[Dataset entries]
=== Begin Enclosure ===

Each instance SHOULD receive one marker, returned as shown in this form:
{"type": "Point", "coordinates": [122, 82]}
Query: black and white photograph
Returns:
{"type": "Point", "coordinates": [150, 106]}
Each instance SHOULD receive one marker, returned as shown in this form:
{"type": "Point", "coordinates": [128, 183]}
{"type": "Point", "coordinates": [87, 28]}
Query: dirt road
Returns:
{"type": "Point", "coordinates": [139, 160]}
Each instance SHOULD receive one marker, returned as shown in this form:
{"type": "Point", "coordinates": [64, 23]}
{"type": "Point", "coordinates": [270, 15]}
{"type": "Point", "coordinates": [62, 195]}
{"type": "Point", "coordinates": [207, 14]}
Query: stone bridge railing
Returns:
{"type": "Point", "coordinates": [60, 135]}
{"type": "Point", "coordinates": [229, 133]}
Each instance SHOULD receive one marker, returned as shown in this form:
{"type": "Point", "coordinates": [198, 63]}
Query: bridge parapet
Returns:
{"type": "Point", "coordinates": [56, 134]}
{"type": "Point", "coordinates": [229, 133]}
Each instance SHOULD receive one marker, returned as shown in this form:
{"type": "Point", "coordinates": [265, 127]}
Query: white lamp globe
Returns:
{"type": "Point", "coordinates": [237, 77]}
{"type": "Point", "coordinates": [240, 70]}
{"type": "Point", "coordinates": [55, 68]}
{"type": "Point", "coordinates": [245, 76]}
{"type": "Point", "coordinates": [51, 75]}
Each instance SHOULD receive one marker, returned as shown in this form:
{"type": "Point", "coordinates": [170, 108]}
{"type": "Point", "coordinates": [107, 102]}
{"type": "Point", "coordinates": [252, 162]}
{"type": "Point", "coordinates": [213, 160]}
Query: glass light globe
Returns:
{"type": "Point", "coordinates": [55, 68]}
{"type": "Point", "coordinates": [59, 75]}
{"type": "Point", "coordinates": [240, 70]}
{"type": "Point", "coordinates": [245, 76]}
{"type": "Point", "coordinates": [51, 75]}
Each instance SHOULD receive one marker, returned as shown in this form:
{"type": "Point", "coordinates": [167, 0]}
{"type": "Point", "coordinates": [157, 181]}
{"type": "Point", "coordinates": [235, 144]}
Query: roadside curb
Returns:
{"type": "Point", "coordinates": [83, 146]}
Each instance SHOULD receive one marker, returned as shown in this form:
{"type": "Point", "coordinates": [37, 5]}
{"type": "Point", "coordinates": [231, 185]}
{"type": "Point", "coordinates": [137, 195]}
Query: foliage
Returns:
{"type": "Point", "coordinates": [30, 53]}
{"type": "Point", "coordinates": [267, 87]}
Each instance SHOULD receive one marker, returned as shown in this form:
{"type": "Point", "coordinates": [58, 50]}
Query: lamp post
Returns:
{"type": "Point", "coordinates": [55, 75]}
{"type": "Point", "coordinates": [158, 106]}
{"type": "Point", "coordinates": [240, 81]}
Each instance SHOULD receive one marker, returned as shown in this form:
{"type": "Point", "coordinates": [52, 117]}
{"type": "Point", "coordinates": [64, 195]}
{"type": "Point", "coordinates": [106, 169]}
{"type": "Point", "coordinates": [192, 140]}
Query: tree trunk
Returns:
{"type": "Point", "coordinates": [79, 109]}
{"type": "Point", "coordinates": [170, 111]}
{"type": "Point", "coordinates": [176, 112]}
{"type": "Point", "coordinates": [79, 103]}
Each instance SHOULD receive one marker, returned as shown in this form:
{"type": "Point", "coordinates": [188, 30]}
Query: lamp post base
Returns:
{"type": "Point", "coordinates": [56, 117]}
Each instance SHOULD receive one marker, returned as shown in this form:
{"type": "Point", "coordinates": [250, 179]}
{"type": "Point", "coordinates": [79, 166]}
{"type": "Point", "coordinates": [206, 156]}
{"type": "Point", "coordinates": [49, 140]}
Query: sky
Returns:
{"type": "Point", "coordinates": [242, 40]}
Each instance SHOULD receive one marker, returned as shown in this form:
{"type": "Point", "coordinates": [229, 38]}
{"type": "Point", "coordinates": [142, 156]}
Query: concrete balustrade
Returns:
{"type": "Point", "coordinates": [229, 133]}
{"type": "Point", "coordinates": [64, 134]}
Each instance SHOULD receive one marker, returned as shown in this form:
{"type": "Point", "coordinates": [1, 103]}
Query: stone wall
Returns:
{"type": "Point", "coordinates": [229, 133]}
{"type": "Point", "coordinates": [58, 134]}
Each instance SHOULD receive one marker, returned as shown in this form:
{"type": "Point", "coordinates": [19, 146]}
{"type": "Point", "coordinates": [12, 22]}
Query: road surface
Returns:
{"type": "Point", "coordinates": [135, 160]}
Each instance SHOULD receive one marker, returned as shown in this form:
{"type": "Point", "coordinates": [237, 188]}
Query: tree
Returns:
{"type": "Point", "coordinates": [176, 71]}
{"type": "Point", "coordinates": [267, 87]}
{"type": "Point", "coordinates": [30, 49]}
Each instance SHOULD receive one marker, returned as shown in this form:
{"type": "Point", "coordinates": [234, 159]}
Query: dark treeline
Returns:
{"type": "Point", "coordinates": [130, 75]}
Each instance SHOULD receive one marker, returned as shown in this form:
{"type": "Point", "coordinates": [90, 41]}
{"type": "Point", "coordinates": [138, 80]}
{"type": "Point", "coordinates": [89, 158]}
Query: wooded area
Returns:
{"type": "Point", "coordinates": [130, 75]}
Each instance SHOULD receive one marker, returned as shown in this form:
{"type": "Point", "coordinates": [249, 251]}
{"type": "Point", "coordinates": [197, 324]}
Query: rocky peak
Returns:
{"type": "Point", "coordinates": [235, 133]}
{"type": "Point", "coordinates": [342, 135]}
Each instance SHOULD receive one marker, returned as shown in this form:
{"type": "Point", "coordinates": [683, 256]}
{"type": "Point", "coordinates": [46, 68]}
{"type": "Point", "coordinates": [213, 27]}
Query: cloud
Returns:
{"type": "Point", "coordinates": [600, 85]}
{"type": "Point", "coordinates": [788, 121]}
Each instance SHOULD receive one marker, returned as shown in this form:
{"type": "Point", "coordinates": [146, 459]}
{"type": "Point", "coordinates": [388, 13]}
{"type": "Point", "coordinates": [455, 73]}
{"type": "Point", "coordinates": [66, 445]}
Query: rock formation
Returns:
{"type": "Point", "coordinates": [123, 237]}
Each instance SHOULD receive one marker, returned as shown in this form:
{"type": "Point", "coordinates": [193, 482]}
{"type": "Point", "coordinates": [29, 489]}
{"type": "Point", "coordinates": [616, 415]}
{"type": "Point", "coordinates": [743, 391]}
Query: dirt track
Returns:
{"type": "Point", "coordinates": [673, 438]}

=== End Enclosure ===

Retype the records above in full, with no differences.

Each instance SHOULD receive one marker, returned as shown in this form:
{"type": "Point", "coordinates": [122, 82]}
Query: black and white photograph
Returns:
{"type": "Point", "coordinates": [150, 106]}
Each instance SHOULD receive one marker, returned as shown in this form:
{"type": "Point", "coordinates": [128, 183]}
{"type": "Point", "coordinates": [87, 28]}
Query: dirt road
Returns:
{"type": "Point", "coordinates": [139, 160]}
Each instance SHOULD receive one marker, returned as shown in this form:
{"type": "Point", "coordinates": [64, 23]}
{"type": "Point", "coordinates": [270, 15]}
{"type": "Point", "coordinates": [62, 195]}
{"type": "Point", "coordinates": [207, 14]}
Query: stone bridge railing
Returns:
{"type": "Point", "coordinates": [60, 135]}
{"type": "Point", "coordinates": [229, 133]}
Each instance SHOULD receive one marker, returned as shown in this form:
{"type": "Point", "coordinates": [198, 63]}
Query: bridge parapet
Returns:
{"type": "Point", "coordinates": [56, 134]}
{"type": "Point", "coordinates": [229, 133]}
Each instance SHOULD receive one marker, returned as shown in this form:
{"type": "Point", "coordinates": [265, 127]}
Query: white lamp globe
Returns:
{"type": "Point", "coordinates": [237, 77]}
{"type": "Point", "coordinates": [240, 70]}
{"type": "Point", "coordinates": [55, 68]}
{"type": "Point", "coordinates": [245, 76]}
{"type": "Point", "coordinates": [51, 75]}
Each instance SHOULD receive one marker, returned as shown in this form:
{"type": "Point", "coordinates": [170, 108]}
{"type": "Point", "coordinates": [107, 102]}
{"type": "Point", "coordinates": [252, 162]}
{"type": "Point", "coordinates": [213, 160]}
Query: glass light globe
Returns:
{"type": "Point", "coordinates": [55, 68]}
{"type": "Point", "coordinates": [59, 75]}
{"type": "Point", "coordinates": [240, 70]}
{"type": "Point", "coordinates": [245, 76]}
{"type": "Point", "coordinates": [51, 75]}
Each instance SHOULD receive one marker, returned as shown in this form:
{"type": "Point", "coordinates": [167, 0]}
{"type": "Point", "coordinates": [157, 181]}
{"type": "Point", "coordinates": [235, 144]}
Query: roadside curb
Returns:
{"type": "Point", "coordinates": [83, 146]}
Each instance SHOULD receive one marker, returned as shown in this form:
{"type": "Point", "coordinates": [37, 5]}
{"type": "Point", "coordinates": [231, 185]}
{"type": "Point", "coordinates": [137, 195]}
Query: foliage
Returns:
{"type": "Point", "coordinates": [30, 53]}
{"type": "Point", "coordinates": [267, 87]}
Each instance SHOULD receive one marker, returned as shown in this form:
{"type": "Point", "coordinates": [58, 50]}
Query: lamp post
Returns:
{"type": "Point", "coordinates": [55, 75]}
{"type": "Point", "coordinates": [158, 106]}
{"type": "Point", "coordinates": [240, 81]}
Each instance SHOULD receive one marker, returned as shown in this form:
{"type": "Point", "coordinates": [52, 117]}
{"type": "Point", "coordinates": [64, 195]}
{"type": "Point", "coordinates": [106, 169]}
{"type": "Point", "coordinates": [192, 140]}
Query: tree trunk
Returns:
{"type": "Point", "coordinates": [79, 109]}
{"type": "Point", "coordinates": [170, 111]}
{"type": "Point", "coordinates": [176, 112]}
{"type": "Point", "coordinates": [79, 103]}
Each instance SHOULD receive one marker, returned as shown in this form:
{"type": "Point", "coordinates": [188, 30]}
Query: lamp post base
Returns:
{"type": "Point", "coordinates": [56, 117]}
Each instance SHOULD receive one marker, returned as shown in this form:
{"type": "Point", "coordinates": [250, 179]}
{"type": "Point", "coordinates": [79, 166]}
{"type": "Point", "coordinates": [206, 156]}
{"type": "Point", "coordinates": [49, 140]}
Query: sky
Returns:
{"type": "Point", "coordinates": [242, 40]}
Each instance SHOULD receive one marker, returned as shown in this form:
{"type": "Point", "coordinates": [229, 38]}
{"type": "Point", "coordinates": [142, 156]}
Query: concrete balustrade
Returns:
{"type": "Point", "coordinates": [229, 133]}
{"type": "Point", "coordinates": [64, 134]}
Each instance SHOULD receive one marker, returned as shown in this form:
{"type": "Point", "coordinates": [1, 103]}
Query: stone wall
Returns:
{"type": "Point", "coordinates": [229, 133]}
{"type": "Point", "coordinates": [58, 134]}
Each instance SHOULD receive one marker, returned as shown in this form:
{"type": "Point", "coordinates": [19, 146]}
{"type": "Point", "coordinates": [12, 22]}
Query: road surface
Returns:
{"type": "Point", "coordinates": [135, 160]}
Each instance SHOULD receive one marker, returned as shown in this form:
{"type": "Point", "coordinates": [237, 188]}
Query: tree
Returns:
{"type": "Point", "coordinates": [176, 71]}
{"type": "Point", "coordinates": [267, 87]}
{"type": "Point", "coordinates": [30, 49]}
Each instance SHOULD receive one marker, returned as shown in this form:
{"type": "Point", "coordinates": [234, 159]}
Query: dark treeline
Returns:
{"type": "Point", "coordinates": [130, 75]}
Each instance SHOULD receive one marker, returned as shown in this form:
{"type": "Point", "coordinates": [90, 41]}
{"type": "Point", "coordinates": [138, 80]}
{"type": "Point", "coordinates": [89, 158]}
Query: wooded area
Returns:
{"type": "Point", "coordinates": [130, 75]}
Each instance SHOULD receive one marker, returned as shown in this form:
{"type": "Point", "coordinates": [249, 251]}
{"type": "Point", "coordinates": [197, 324]}
Query: rocky peak
Returns:
{"type": "Point", "coordinates": [235, 133]}
{"type": "Point", "coordinates": [342, 135]}
Each instance SHOULD receive one marker, returned as shown in this form:
{"type": "Point", "coordinates": [683, 256]}
{"type": "Point", "coordinates": [46, 68]}
{"type": "Point", "coordinates": [213, 27]}
Query: cloud
Returns:
{"type": "Point", "coordinates": [600, 85]}
{"type": "Point", "coordinates": [788, 121]}
Each instance SHOULD receive one marker, returned as shown in this form:
{"type": "Point", "coordinates": [146, 459]}
{"type": "Point", "coordinates": [388, 13]}
{"type": "Point", "coordinates": [455, 73]}
{"type": "Point", "coordinates": [66, 445]}
Query: rock formation
Returns:
{"type": "Point", "coordinates": [123, 237]}
Each instance SHOULD receive one marker, returned as shown in this form:
{"type": "Point", "coordinates": [193, 482]}
{"type": "Point", "coordinates": [29, 489]}
{"type": "Point", "coordinates": [616, 415]}
{"type": "Point", "coordinates": [743, 391]}
Query: dirt track
Returns:
{"type": "Point", "coordinates": [673, 438]}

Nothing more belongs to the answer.